■ **YOUR OBJECTIVE**: Return, word for word, the lines from the beginning of the entries through the line that contains "185L271 188L274 186L281", with both ends included. Leave the pictures out of your answer.

■ **INFORMATION SUPPLIED**:
***

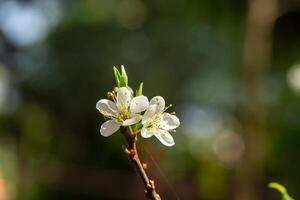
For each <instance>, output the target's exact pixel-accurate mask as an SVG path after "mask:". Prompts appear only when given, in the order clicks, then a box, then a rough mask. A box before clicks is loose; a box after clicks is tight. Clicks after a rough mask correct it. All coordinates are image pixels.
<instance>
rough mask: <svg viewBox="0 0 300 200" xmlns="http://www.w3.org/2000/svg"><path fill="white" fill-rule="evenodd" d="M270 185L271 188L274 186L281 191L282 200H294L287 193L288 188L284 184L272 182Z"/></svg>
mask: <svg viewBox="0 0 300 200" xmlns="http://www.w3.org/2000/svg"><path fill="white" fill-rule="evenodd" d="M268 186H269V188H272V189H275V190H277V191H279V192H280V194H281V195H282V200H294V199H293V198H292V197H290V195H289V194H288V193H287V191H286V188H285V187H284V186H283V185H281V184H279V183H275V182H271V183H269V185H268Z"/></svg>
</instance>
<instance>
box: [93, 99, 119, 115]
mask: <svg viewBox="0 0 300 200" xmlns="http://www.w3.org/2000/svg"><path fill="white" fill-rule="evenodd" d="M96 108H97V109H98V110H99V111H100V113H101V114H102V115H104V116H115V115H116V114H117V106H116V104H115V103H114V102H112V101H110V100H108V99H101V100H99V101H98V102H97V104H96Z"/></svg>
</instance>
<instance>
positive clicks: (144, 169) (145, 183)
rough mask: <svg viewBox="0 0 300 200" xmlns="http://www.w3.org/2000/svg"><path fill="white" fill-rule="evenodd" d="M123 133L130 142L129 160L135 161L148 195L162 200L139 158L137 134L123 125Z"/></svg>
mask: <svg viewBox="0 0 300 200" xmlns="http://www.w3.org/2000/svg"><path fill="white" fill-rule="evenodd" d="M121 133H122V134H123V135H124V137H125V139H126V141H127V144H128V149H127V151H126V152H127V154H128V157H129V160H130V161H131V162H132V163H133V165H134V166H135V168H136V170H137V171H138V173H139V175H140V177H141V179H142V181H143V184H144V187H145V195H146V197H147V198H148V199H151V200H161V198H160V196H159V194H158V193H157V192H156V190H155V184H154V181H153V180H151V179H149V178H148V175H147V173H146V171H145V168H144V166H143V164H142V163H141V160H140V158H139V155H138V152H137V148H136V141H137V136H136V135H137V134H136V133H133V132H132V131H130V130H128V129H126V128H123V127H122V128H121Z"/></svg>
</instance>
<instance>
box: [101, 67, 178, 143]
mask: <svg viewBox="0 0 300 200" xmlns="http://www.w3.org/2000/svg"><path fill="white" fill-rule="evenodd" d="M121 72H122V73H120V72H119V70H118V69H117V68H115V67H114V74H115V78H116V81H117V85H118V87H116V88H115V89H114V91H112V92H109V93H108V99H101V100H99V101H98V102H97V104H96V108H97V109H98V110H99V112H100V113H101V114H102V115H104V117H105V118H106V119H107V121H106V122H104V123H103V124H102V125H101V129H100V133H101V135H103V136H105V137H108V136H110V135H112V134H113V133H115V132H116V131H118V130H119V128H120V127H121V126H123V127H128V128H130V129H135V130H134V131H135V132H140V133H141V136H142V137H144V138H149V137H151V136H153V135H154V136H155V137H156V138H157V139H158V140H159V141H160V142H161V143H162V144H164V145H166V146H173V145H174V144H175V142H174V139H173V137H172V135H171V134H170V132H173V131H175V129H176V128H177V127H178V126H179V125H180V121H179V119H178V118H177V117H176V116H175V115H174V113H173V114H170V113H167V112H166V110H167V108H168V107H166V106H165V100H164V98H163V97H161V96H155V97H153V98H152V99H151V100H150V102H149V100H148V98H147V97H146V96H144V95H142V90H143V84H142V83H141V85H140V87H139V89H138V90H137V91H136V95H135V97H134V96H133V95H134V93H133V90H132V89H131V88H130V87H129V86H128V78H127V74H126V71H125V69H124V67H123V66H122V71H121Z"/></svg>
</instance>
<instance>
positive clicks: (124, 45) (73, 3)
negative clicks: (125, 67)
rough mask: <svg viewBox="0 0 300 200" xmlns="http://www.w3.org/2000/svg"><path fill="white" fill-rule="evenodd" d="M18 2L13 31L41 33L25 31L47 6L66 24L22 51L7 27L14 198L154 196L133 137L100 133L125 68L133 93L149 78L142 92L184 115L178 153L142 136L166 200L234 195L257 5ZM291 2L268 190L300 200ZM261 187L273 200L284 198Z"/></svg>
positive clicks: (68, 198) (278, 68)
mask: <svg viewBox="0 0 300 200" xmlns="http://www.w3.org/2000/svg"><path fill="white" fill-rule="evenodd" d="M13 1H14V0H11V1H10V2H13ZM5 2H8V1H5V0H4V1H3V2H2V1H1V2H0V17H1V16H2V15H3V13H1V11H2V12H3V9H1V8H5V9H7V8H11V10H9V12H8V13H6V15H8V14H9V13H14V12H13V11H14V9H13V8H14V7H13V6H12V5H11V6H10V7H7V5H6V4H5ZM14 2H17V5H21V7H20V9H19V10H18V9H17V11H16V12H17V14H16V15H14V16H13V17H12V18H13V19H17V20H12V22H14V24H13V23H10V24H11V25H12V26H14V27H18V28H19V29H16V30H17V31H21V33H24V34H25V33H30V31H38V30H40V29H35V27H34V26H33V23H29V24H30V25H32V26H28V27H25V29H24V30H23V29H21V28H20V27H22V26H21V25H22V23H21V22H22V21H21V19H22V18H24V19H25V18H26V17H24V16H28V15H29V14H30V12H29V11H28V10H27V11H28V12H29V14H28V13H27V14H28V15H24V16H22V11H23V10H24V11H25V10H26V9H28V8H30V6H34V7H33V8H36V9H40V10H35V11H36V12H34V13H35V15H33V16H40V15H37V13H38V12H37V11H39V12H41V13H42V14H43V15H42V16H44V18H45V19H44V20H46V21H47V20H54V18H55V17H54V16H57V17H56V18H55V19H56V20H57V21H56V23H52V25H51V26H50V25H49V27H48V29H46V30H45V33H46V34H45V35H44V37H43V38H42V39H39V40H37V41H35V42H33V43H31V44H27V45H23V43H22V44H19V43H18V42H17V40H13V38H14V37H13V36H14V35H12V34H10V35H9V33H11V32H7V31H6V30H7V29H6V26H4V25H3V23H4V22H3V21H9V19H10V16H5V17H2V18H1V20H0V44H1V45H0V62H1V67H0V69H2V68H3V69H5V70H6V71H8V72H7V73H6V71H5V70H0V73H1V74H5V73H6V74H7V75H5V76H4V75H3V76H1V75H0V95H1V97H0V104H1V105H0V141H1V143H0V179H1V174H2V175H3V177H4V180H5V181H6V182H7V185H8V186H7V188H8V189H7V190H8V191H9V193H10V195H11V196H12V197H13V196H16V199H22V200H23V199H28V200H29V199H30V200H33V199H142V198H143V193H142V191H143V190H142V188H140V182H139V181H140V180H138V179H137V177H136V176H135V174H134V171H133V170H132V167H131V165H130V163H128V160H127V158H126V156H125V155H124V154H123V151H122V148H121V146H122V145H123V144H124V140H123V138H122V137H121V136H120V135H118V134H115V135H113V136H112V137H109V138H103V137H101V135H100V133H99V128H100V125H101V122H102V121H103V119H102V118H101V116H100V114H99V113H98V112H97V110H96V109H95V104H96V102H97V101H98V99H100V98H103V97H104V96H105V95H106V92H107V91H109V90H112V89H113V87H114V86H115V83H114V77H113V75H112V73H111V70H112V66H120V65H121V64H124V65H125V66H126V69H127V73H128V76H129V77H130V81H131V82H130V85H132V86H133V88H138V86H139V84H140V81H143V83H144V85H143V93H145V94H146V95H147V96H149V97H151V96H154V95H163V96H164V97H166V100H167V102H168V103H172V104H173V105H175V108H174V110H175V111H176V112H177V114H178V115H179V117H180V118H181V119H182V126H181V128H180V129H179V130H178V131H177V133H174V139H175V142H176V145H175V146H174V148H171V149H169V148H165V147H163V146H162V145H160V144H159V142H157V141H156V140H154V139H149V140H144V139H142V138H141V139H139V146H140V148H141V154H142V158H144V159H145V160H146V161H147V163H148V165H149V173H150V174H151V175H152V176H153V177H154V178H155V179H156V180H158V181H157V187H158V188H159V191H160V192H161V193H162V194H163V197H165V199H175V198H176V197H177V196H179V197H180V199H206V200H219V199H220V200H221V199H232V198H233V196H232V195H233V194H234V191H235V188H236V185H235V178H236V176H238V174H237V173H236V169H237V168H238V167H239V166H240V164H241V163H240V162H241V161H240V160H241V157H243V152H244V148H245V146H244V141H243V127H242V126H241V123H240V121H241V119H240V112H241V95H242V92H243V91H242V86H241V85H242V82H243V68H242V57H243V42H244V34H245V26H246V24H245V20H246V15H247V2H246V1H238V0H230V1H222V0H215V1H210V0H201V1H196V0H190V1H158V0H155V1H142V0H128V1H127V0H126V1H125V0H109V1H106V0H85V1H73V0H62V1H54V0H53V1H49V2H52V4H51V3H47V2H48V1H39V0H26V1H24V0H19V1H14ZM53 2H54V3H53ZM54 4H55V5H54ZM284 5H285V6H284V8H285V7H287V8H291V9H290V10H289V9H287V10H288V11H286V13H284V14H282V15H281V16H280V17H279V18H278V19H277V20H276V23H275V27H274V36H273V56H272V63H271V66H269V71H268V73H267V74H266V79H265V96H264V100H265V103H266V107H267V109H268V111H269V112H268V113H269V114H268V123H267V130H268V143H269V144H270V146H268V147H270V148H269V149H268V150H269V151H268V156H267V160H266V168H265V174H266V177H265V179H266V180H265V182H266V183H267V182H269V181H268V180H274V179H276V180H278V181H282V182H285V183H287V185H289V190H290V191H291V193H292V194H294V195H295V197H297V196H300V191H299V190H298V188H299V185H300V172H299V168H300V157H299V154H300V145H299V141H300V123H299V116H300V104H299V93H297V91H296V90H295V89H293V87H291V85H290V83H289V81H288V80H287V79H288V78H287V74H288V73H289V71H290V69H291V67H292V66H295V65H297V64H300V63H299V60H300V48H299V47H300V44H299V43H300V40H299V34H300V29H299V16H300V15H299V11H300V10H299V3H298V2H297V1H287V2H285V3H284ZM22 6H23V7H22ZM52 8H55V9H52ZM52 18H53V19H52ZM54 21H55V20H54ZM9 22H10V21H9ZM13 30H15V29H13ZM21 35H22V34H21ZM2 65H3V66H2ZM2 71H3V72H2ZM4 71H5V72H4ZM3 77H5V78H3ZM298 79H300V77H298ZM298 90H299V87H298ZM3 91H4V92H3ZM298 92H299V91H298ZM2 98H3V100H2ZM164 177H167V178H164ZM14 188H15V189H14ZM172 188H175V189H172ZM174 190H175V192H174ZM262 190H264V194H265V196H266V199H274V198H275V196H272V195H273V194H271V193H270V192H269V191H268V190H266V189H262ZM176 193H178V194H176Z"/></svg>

***

■ **SOLUTION FOR THIS TASK**:
For each <instance>, output the target's exact pixel-accurate mask as an SVG path after "mask:". Prompts appear only when given, in the order clicks, then a box, then a rough mask. A box before clicks is loose; a box after clicks is tight. Clicks after a rough mask correct it. All coordinates are image pixels.
<instance>
rough mask: <svg viewBox="0 0 300 200" xmlns="http://www.w3.org/2000/svg"><path fill="white" fill-rule="evenodd" d="M270 185L271 188L274 186L281 191L282 200H294L287 193L288 188L284 184L272 182Z"/></svg>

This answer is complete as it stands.